_What needs to be done_
Each entry should be printed exactly, with its images omitted.

_Source data_

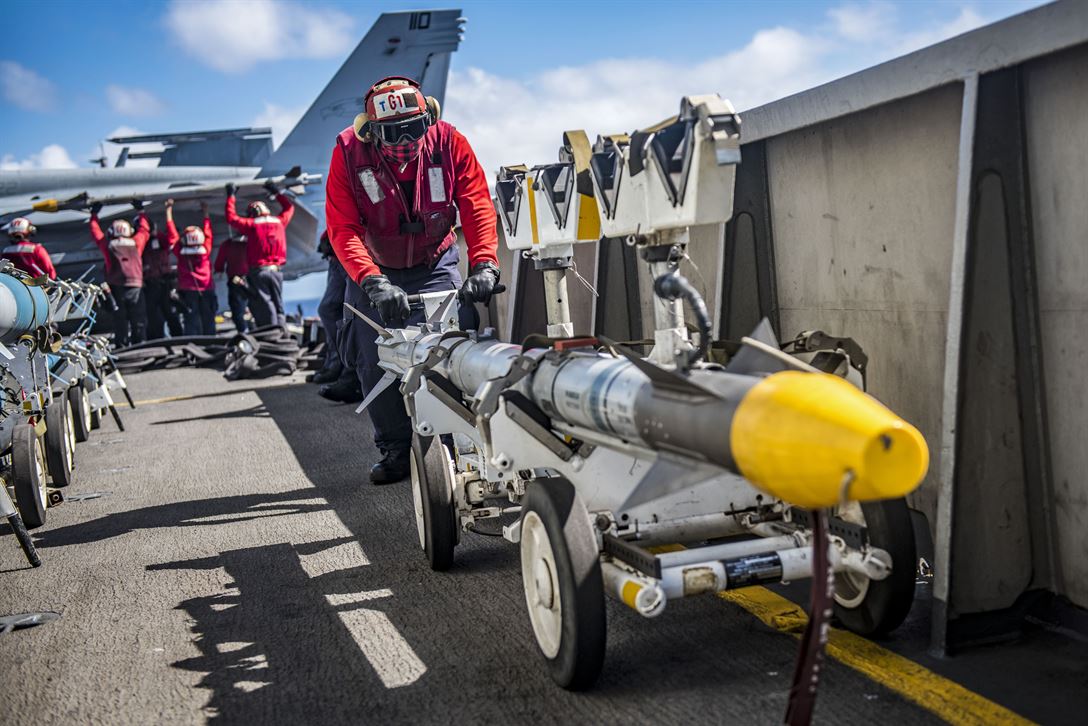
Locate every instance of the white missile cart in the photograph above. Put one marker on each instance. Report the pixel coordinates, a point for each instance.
(553, 434)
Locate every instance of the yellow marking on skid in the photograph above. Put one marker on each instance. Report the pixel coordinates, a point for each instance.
(913, 681)
(630, 592)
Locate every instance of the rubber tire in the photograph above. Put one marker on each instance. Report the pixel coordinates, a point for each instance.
(81, 413)
(96, 415)
(61, 459)
(430, 462)
(28, 475)
(887, 602)
(583, 626)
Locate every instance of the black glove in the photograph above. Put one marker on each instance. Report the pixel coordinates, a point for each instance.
(481, 284)
(392, 302)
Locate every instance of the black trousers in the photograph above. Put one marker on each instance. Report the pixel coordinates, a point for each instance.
(237, 299)
(161, 310)
(359, 351)
(130, 321)
(266, 287)
(200, 317)
(331, 311)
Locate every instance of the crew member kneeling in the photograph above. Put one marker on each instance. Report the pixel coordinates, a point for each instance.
(397, 180)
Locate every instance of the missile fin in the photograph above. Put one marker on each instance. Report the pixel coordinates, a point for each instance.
(660, 378)
(443, 311)
(385, 382)
(381, 331)
(750, 359)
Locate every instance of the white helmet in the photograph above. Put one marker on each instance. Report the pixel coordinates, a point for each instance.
(21, 228)
(194, 236)
(121, 228)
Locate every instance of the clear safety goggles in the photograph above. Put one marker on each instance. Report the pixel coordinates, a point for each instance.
(394, 133)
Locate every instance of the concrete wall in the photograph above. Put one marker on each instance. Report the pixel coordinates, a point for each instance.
(1056, 112)
(862, 209)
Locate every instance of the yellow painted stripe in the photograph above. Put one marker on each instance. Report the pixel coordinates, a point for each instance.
(630, 592)
(915, 683)
(189, 396)
(532, 208)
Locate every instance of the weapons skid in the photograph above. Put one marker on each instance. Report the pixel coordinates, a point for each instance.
(52, 391)
(602, 453)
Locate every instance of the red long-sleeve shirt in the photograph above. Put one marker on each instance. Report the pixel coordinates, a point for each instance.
(346, 232)
(231, 258)
(194, 262)
(31, 258)
(267, 236)
(157, 258)
(123, 258)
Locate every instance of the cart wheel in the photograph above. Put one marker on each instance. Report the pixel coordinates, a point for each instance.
(28, 472)
(60, 442)
(560, 570)
(432, 491)
(96, 415)
(870, 607)
(81, 413)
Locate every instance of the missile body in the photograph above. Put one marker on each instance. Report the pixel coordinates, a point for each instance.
(23, 308)
(802, 437)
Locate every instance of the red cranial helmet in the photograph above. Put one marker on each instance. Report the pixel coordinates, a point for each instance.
(121, 228)
(21, 228)
(258, 209)
(194, 236)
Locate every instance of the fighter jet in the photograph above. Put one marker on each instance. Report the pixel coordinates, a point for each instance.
(198, 164)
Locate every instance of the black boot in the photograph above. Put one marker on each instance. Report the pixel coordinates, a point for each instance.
(345, 392)
(393, 467)
(323, 376)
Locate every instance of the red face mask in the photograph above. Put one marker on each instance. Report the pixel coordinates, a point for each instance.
(400, 154)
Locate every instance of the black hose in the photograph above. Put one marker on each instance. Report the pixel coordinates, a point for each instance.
(671, 286)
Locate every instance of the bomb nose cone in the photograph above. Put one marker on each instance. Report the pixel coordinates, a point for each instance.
(796, 435)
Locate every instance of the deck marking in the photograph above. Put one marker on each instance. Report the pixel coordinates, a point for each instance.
(392, 657)
(187, 396)
(941, 697)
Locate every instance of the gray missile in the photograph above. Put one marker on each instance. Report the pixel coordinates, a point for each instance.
(798, 435)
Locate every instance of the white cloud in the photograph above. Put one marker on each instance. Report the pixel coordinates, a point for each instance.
(133, 101)
(26, 89)
(280, 119)
(234, 35)
(521, 121)
(53, 156)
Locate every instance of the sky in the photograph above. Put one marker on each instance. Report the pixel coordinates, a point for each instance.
(524, 71)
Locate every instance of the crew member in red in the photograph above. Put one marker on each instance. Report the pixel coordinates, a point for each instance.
(267, 253)
(397, 181)
(231, 260)
(160, 286)
(195, 285)
(123, 248)
(27, 255)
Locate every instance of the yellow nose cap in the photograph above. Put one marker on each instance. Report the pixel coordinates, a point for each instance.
(796, 435)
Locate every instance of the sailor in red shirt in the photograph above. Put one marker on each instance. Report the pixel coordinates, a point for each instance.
(267, 253)
(397, 181)
(27, 255)
(194, 272)
(123, 248)
(231, 260)
(160, 286)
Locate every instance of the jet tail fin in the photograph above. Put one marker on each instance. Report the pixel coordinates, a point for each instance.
(411, 44)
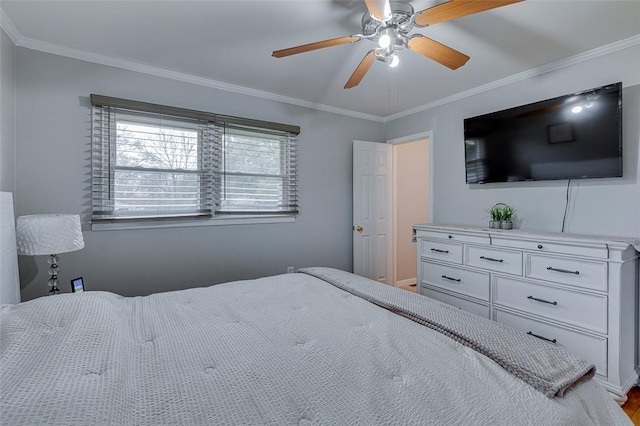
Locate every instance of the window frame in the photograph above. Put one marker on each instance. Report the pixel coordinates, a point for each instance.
(107, 218)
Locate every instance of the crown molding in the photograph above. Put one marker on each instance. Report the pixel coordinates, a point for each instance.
(83, 55)
(9, 28)
(553, 66)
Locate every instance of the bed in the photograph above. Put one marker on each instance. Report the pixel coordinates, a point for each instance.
(318, 347)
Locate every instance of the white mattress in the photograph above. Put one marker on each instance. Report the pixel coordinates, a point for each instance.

_Result_
Locate every instance of the white missile cart in the photograph above. Put one marker on each instance. Report the pixel coordinates, a point for each instance.
(553, 434)
Locate every instance of the yellow marking on skid in the photograph above. Put one marker on each instance. Report the pixel coordinates, a point for each instance.
(913, 681)
(630, 592)
Locate every instance of the rubber tire in the photograph above. Put one marker on each instance. Report the pixel coordinates, a point for each instance.
(81, 413)
(96, 415)
(61, 459)
(430, 462)
(28, 475)
(887, 602)
(583, 626)
Locate every instance of the black glove in the photograph above. Put one marker on each instance. Report the pixel coordinates, a point for each instance.
(481, 284)
(392, 302)
Locate every instance of the black trousers in the photograph above. Put one marker on each instance. Report the pixel coordinates, a point for each instance.
(237, 299)
(161, 310)
(359, 351)
(130, 321)
(266, 287)
(200, 317)
(331, 311)
Locate every instance of the crew member kneeling in the photograph above. Put one marker on each instance. Report the pixel coordinates, a point for each instance.
(397, 180)
Locate every instance of the missile fin in the photograph above. Put one marker on each instance. Report the pixel coordinates, a point for each instance.
(660, 378)
(443, 311)
(385, 382)
(381, 331)
(750, 359)
Locate every instance of the white helmet in the photograph above. Put one marker on each instance. Report the pixel coordinates, a point for each instance.
(21, 228)
(194, 236)
(121, 228)
Locate every instance of the clear safety goggles in the photograph above. Put one marker on each instance. Report the pixel coordinates, a point for each instance.
(394, 133)
Locate every instance of the concrete wall in the photograph above. Put one marker on each instance. Report the pixel coordinates, a point for each instance.
(1056, 112)
(862, 209)
Locate every instance of the yellow painted stripe in the photograph above. Put one marker on each instance. Report the pixel coordinates, a point for each instance.
(630, 592)
(915, 683)
(189, 396)
(532, 208)
Locate every instance of the weapons skid in the photograph above. Put one marker on each instance. Report the pixel coordinates, a point for each instance.
(52, 391)
(602, 453)
Locate every instance of the red long-sleeve shirt in the photograph above. Put one marker on each instance. Report the pixel coordinates, a point for each instance.
(346, 232)
(231, 258)
(194, 262)
(31, 258)
(267, 236)
(157, 258)
(123, 258)
Locate every instance of the cart wheel in the photograph above. Put one marker on each instance. Report the pixel coordinates, a point for each instance.
(28, 472)
(60, 442)
(560, 570)
(432, 491)
(96, 415)
(870, 607)
(81, 413)
Locate every instance of the missile body in the photograph above. Put one marker on each instance. Report the pixel coordinates, a point for each instance.
(23, 308)
(802, 437)
Locate every instance of the red cranial helmet in the photograph above. Put one marker on each instance. Report the pixel coordinates, a point for each instance.
(121, 228)
(21, 228)
(258, 209)
(194, 236)
Locate every instance of the fighter jet in the photograph above. Put one marker on each instance. Report the pixel coordinates, a point for each instance.
(198, 164)
Locate every instance of the black boot in the photograph above. Put one marker on each instance. Report the pixel coordinates, a point for each instance.
(345, 392)
(393, 467)
(323, 376)
Locate every instance of the red face mask in the photograph above. Put one marker on each instance. Report the pixel coordinates, a point for each instance.
(400, 154)
Locate every instance of the black hose in the photograph above. Put one marker on each instance. Report the pixel coordinates, a point for each instance.
(671, 286)
Locate every instance of the bomb nose cone in the photograph above. Put one marker on each instance. Report the pixel coordinates, a point for each instance.
(796, 435)
Locate every instance of the deck marking in the photograph above. Put one marker on each instance. Report the pixel coordinates, a point for each instance.
(392, 657)
(187, 396)
(941, 697)
Locate every instance of the gray missile in the photograph above. Put one marker on each instance. Report the pixel coordinates, a point for each instance.
(798, 435)
Locate every instance of the white cloud in the photograph above. Put one marker on each instance. Report the pixel coordinates, a point for each instance.
(133, 101)
(26, 89)
(280, 119)
(234, 35)
(521, 121)
(53, 156)
Locate every instance of the sky in the photograph above. Put one marker on each instance. Report the pixel coordinates, a point for each instance.
(524, 71)
Locate every instance of the crew member in red in the photograph above. Put one marker on each instance. Report the pixel coordinates, a point for each instance.
(267, 253)
(397, 181)
(231, 260)
(160, 286)
(195, 285)
(123, 248)
(27, 255)
Locate every instance of the yellow nose cap in the photograph above. Put one marker on each instance. Report the pixel coordinates, a point for each instance.
(796, 435)
Locate every instance of the sailor in red shirt in the photograph above. Put one marker on each instance. Report the pixel coordinates, a point for each instance.
(267, 253)
(397, 181)
(27, 255)
(194, 272)
(123, 248)
(231, 260)
(160, 286)
Locate every instance of the jet tail fin in the photograph above. Put one marker on each instance. Report the pixel coordinates, a point for each instance.
(411, 44)
Locate every instance of the window frame in the photograph above. Put one marker on each instance. Report the pixel coordinates, a point for each instance.
(107, 218)
Locate every instance of the crown molding in the photograph above. Put one marker on each instance. Report the pixel coordinates, a point for each instance.
(83, 55)
(9, 28)
(553, 66)
Locate every instance of the bed in the photograph above. Put one marker on each instance. Report the pixel coordinates, a point for each instance.
(318, 347)
Locate every instance of the white mattress in the photograph above. Put one marker on each instance. Report the pixel coordinates, a point for each instance.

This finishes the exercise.